TEXTE FOURNI:
+---+
L’échec auquel conduit la recherche d’un éclairement de l’existence devient manifeste dans le vol. III de Philosophie. La recherche "métaphysique" de l’être amène à reconnaître que l’être, non objectivable et transcendant, n’est pas une possibilité de l'existence. Cet échec se manifeste en particulier dans les situations que Jaspers nomme "situations limite", dont la mort, de par son caractère inévitable et inexplicable, est l’exemple typique.

Dans les situations limites, l’homme découvre à l'intérieur de son propre moi quelque chose qui le transcende. Il affronte l’impossibilité radicale de son existence (avec sa formule on ne peut pas ne pas mourir, être coupable, être incommunicable, etc.), de sorte que l’existence même est conduite au "naufrage" de toutes ses possibilités. Ce silence résigné de la raison n’est pourtant pas un silence vide: dans sa négativité, cette expérience incarne aussi une nouvelle possibilité d’interprétation et d’écoute du mystère de l’être. L’être, en effet, tout en demeurant transcendant et non objectivable, se manifeste en même temps à travers le "chiffre" et le "symbole": le monde apparaît désormais, pour une imagination intuitive et interprétante, comme une "écriture chiffrée" où un aspect de la transcendance se livre "de façon détournée" et se révèle, malgré des procédés toujours impropres, parce que conditionnés chaque fois par la situation historique de l’homme.
+---+
LIGNES DE DONNÉES:

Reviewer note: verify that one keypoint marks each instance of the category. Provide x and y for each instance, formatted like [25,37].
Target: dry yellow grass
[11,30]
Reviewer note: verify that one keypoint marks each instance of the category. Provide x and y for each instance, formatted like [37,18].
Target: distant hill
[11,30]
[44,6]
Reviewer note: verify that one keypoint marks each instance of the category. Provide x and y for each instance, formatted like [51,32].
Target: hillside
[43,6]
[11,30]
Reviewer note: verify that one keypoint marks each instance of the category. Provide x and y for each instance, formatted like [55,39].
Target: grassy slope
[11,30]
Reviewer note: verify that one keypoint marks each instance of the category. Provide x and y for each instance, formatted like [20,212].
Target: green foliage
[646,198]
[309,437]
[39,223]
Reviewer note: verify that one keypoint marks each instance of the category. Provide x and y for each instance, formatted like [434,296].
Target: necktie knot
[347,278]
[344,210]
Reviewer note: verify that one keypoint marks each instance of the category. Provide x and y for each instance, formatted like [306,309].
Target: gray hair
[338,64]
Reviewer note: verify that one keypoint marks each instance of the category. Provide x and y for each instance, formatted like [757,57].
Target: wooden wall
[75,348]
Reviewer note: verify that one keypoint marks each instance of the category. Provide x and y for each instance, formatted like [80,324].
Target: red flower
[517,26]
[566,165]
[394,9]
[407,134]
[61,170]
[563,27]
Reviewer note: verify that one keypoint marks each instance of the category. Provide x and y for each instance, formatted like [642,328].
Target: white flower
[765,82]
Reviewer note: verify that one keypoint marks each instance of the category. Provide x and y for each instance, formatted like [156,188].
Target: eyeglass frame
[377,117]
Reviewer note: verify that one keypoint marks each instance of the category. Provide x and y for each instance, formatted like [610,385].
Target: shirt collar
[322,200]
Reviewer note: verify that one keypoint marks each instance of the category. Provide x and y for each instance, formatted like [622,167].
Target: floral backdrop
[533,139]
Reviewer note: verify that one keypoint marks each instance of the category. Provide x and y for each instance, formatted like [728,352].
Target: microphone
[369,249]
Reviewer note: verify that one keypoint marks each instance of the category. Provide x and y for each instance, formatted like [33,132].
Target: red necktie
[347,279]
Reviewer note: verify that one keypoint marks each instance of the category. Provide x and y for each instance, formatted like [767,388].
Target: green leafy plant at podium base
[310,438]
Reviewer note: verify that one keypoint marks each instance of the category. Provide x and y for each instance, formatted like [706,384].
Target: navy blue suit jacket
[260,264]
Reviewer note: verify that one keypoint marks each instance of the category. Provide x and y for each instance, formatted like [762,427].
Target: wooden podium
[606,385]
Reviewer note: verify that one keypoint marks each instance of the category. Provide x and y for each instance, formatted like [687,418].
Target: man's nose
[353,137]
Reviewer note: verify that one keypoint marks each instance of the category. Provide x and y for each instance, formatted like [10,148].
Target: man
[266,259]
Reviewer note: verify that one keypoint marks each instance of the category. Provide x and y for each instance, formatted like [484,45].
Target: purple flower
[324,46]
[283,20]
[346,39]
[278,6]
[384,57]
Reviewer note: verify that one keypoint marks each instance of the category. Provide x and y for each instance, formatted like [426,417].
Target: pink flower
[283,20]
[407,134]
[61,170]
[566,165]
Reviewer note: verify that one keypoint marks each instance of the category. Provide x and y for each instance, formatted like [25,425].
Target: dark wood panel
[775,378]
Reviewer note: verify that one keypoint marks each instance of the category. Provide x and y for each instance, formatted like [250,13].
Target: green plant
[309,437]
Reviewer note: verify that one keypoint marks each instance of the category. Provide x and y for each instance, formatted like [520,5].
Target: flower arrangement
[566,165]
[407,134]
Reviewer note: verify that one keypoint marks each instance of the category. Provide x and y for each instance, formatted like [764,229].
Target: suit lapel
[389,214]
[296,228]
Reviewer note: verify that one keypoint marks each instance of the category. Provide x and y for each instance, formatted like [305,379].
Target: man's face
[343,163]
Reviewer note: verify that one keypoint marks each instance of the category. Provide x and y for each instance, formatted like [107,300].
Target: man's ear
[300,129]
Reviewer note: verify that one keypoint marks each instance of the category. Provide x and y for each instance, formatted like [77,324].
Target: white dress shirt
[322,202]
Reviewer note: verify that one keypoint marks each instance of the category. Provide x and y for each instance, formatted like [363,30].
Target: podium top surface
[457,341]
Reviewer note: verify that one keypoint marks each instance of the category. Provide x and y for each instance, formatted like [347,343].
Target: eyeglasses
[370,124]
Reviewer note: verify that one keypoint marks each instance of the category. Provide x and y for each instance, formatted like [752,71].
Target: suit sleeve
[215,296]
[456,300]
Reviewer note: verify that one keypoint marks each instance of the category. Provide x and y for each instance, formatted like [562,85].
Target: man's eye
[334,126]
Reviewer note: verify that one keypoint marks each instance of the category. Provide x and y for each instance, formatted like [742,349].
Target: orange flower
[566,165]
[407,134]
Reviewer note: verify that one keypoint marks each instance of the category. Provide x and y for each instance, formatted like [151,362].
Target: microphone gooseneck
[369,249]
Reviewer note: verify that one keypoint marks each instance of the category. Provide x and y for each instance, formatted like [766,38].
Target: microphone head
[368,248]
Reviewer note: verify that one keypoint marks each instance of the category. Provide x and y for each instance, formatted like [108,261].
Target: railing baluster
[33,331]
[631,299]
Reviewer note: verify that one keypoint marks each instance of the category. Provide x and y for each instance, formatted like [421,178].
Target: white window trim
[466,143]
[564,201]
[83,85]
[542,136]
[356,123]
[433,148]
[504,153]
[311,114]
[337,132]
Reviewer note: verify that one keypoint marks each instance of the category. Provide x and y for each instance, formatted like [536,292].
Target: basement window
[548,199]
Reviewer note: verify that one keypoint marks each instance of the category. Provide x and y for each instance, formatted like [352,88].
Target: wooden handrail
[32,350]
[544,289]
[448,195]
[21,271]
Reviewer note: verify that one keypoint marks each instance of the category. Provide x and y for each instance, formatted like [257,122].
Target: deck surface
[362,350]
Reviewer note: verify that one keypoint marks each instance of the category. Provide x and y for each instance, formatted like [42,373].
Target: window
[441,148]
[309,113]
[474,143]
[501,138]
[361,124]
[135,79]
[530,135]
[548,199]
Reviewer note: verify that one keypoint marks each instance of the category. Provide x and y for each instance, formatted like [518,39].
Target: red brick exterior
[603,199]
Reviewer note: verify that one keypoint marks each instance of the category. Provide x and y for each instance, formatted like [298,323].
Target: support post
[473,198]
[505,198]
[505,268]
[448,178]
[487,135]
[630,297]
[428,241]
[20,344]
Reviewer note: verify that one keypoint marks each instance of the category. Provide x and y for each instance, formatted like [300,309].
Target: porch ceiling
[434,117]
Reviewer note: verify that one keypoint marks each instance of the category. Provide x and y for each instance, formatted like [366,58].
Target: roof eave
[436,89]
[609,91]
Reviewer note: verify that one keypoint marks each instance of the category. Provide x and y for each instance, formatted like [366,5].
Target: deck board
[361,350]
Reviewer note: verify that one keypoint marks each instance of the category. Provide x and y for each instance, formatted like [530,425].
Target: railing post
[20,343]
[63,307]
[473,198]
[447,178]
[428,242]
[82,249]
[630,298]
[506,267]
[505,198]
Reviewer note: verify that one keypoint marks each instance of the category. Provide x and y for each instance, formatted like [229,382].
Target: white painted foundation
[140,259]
+---+
OBJECTIFS:
#1 D’après le texte sur Jaspers, pourquoi la mort constitue-t-elle l’exemple typique des situations limites ? Répondez en une à trois phrases.
#2 Indiquez si chacune des affirmations suivantes concorde avec le texte sur Jaspers, en répondant par oui ou par non et en citant les mots décisifs du texte. (a) L’être est objectivable. (b) Le silence résigné de la raison est un silence vide. (c) L’échec lié à la recherche d’un éclairement de l’existence devient manifeste dans le vol. III de Philosophie.
#3 Selon le texte sur Jaspers, à travers quoi l’être se manifeste-t-il tout en demeurant transcendant et non objectivable ?

CORRIGÉ DES EXERCICES:
#1 La mort est l’exemple typique des situations limites en raison de son caractère inévitable et inexplicable.

#2
(a) Non : « l’être, non objectivable et transcendant ».
(b) Non : « Ce silence résigné de la raison n’est pourtant pas un silence vide ».
(c) Oui : « L’échec auquel conduit la recherche d’un éclairement de l’existence devient manifeste dans le vol. III de Philosophie ».

#3 Il se manifeste à travers le « chiffre » et le « symbole ».